**Written exercise:**
Echo back every line of the listing below, from the line that contains "Where can the orange" down to the line that contains "<point>305,192</point>", both included.

**Provided records:**
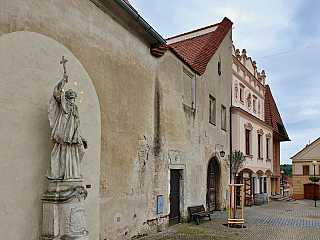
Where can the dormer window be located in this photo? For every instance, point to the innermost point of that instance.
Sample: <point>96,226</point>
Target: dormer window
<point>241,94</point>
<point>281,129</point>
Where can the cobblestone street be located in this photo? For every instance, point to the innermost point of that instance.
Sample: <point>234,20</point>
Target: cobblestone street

...

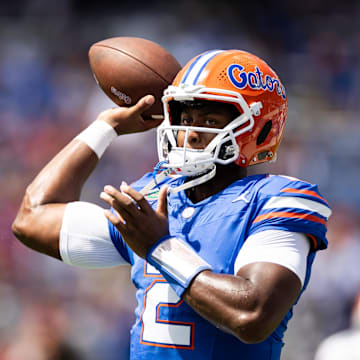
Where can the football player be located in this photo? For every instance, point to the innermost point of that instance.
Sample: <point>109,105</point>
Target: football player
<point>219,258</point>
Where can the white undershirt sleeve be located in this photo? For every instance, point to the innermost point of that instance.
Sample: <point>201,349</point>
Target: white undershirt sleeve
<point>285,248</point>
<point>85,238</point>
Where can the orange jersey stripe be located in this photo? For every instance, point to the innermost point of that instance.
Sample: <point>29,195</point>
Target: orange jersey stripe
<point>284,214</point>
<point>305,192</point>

**Full answer:**
Where can the orange jersey stripe be located in this photo? For every instance, point to the innermost point of that instance.
Sample: <point>29,195</point>
Target: orange jersey stripe
<point>284,214</point>
<point>305,192</point>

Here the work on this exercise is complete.